* _Exercise instructions_:
a: From the Agilum release on COVID-19 mortality analytics, reproduce the passage between "Updated June 30, 2020" and "of Agilum Healthcare Intelligence, Inc.", inclusive.
b: According to the Agilum release on COVID-19 mortality analytics, why will Agilum stop its daily reports? Answer in one to three sentences.
c: Continue the Agilum release on COVID-19 mortality analytics from the point where it stops.

* _Page extract_:
- - - - -

Agilum Releases RWD Inpatient Mortality Rate Analytics by Age and Gender

Updated June 30, 2020

Agilum first began publishing RWD on COVID-19 hospital admissions on April 7, 2020. The real-world data (RWD) were refreshed daily and showed notable differences in survival rates and ALOS across recognized drug treatment regimens. This analysis was presumptive in nature and sought to produce RWD in near-real-time to advance the care and treatment of these patients.

As the rate of COVID-19 hospital admissions slows, Agilum will sunset the daily reports and continue to support our customers by providing real-world data and real-world evidence to help improve patient outcomes. 

 

By: William D. Kirsh, DO, MPH, CMIO, Agilum Healthcare Intelligence, Inc. and
Travis J. Leonardi, RPh, C.P., CEO of Agilum Healthcare Intelligence, Inc.

 

Through its Comparative Rapid Cycle Analytics™ (CRCA™) solution, Agilum Healthcare Intelligence seeks to leverage its comprehensive, longitudinal patient database to deliver updates on current and new treatment regimens – providing greater transparency into the resulting outcomes for various cohorts of COVID-19 patients. This data supports more detailed observations into the mortality rate by age and gender for COVID-19 patients with and without comorbid conditions (determined by a pulmonary and/or cardiac diagnosis within the past 12 calendar months). Observations are based on:

  • Real-world data (RWD) from inpatient care including drug dispensation data
  • A representative sampling of patients in hospitals across the United States
  • Dynamic, real-time, continuously updated information

With the rapidly evolving incidence of COVID-19, this report will be refreshed regularly to show near real-time trends of patient outcomes based on specific drug treatment regimens.

- - - - -

* _Data under study_:
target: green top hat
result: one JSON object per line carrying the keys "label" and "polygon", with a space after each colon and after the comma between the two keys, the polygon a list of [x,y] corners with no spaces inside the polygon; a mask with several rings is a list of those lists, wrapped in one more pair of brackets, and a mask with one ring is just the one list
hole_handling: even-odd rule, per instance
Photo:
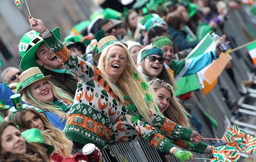
{"label": "green top hat", "polygon": [[[52,31],[56,37],[60,40],[60,28],[55,28]],[[44,42],[39,33],[34,30],[29,31],[20,39],[19,45],[20,54],[22,58],[20,63],[20,68],[22,71],[32,67],[37,66],[44,70],[42,66],[36,63],[36,52],[42,44]]]}
{"label": "green top hat", "polygon": [[145,26],[146,27],[146,30],[148,32],[151,28],[157,26],[162,26],[163,24],[167,27],[166,22],[160,17],[152,17],[149,18],[145,23]]}
{"label": "green top hat", "polygon": [[103,11],[104,19],[119,19],[122,18],[122,14],[110,8],[106,8]]}
{"label": "green top hat", "polygon": [[153,47],[161,48],[169,44],[173,46],[173,44],[170,40],[170,38],[166,36],[161,36],[155,39],[152,42],[152,46]]}
{"label": "green top hat", "polygon": [[38,143],[44,145],[47,148],[48,155],[50,155],[54,150],[54,147],[53,146],[45,143],[41,132],[38,129],[28,129],[21,133],[21,135],[27,142]]}
{"label": "green top hat", "polygon": [[22,88],[18,92],[22,92],[24,88],[31,84],[43,79],[49,79],[52,76],[48,75],[45,76],[38,67],[30,68],[22,72],[20,75],[20,80],[21,82]]}
{"label": "green top hat", "polygon": [[73,42],[63,42],[62,43],[68,48],[72,47],[77,47],[77,45]]}
{"label": "green top hat", "polygon": [[5,105],[5,101],[4,100],[0,100],[0,108],[7,109],[10,108],[10,106]]}
{"label": "green top hat", "polygon": [[28,107],[28,105],[26,104],[22,104],[21,100],[21,95],[20,94],[13,94],[10,97],[10,98],[12,100],[13,103],[13,106],[12,107],[10,110],[12,112],[16,112],[20,111],[23,108]]}

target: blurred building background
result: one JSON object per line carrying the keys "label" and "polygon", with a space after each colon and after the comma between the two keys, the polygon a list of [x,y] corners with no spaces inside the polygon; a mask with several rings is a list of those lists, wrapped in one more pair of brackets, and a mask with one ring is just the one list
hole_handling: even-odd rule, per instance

- - - - -

* _Answers for the exercise_:
a:
Updated June 30, 2020

Agilum first began publishing RWD on COVID-19 hospital admissions on April 7, 2020. The real-world data (RWD) were refreshed daily and showed notable differences in survival rates and ALOS across recognized drug treatment regimens. This analysis was presumptive in nature and sought to produce RWD in near-real-time to advance the care and treatment of these patients.

As the rate of COVID-19 hospital admissions slows, Agilum will sunset the daily reports and continue to support our customers by providing real-world data and real-world evidence to help improve patient outcomes. 

 

By: William D. Kirsh, DO, MPH, CMIO, Agilum Healthcare Intelligence, Inc. and
Travis J. Leonardi, RPh, C.P., CEO of Agilum Healthcare Intelligence, Inc.

b: Agilum will sunset the daily reports because the rate of COVID-19 hospital admissions is slowing. It will keep supporting its customers with real-world data and real-world evidence to help improve patient outcomes.

c:
COVID-19 Nationwide Real-World Data (RWD) Inpatient Drug Regimen Analysis:
Patient Mortality Rate Risk Factors Analysis

Background

Publicly reported information about COVID-19 has suggested patients vary greatly in their response to the disease. While some patients may display symptoms of a mild cold, or perhaps no symptoms at all, others require hospitalization, including potential ventilation treatments and/or death from the disease. The RWD contained herein seeks to provide basic evidence as to role patient age and gender play in predicting mortality from a hospital admission due to COVID-19.

Objective

By leveraging Agilum’s Comparative Rapid Cycle Analytics™ (CRCA™) platform, Agilum has written protocols to analyze real-world data (RWD) from the inpatient care setting taking place in hospitals nationwide treating patients with COVID-19. The data and graphics contained herein were constructed using RWD to create an analytical approach, as opposed to a clinical study such as a randomized control trial. In doing so, we seek to advance the rapidly evolving body of knowledge pertaining to the care and treatment of patients with COVID-19 using near real-time longitudinal patient data. The data will be updated and republished continuously as available.

Methodology

  • Examined the profiles of patients admitted to hospitals from March 1, 2020 through yesterday for treatment of COVID-19 as defined by the use of certain drug treatment regimens outlined in the Nationwide COVID-19 Real-World Data Survival Rate Analytics report.
  • Analyzed patient age and gender data to determine whether each variable represented an independent risk factor for mortality.
  • Analyzed the relationship between patient age and gender to determine if interaction between the variables contributed significantly to explaining variance in mortality.

 

Observations

  • Patient age and gender have an independent, significant association with mortality (p<0.001 for the main effects of both variables) among the hospitalized COVID-19 population.
  • Older patients are at greater risk of death than are younger patients, and men are at greater risk of death than women.
    But, again, these risks are independent of one another.
  • The interaction of these two factors, however, was not a statistically significant contributor to explaining the variance in mortality, i.e., the strength of the association between gender and mortality did not change reliably across age tiers, as demonstrated by the nearly parallel paths of the lines describing the association of age and mortality.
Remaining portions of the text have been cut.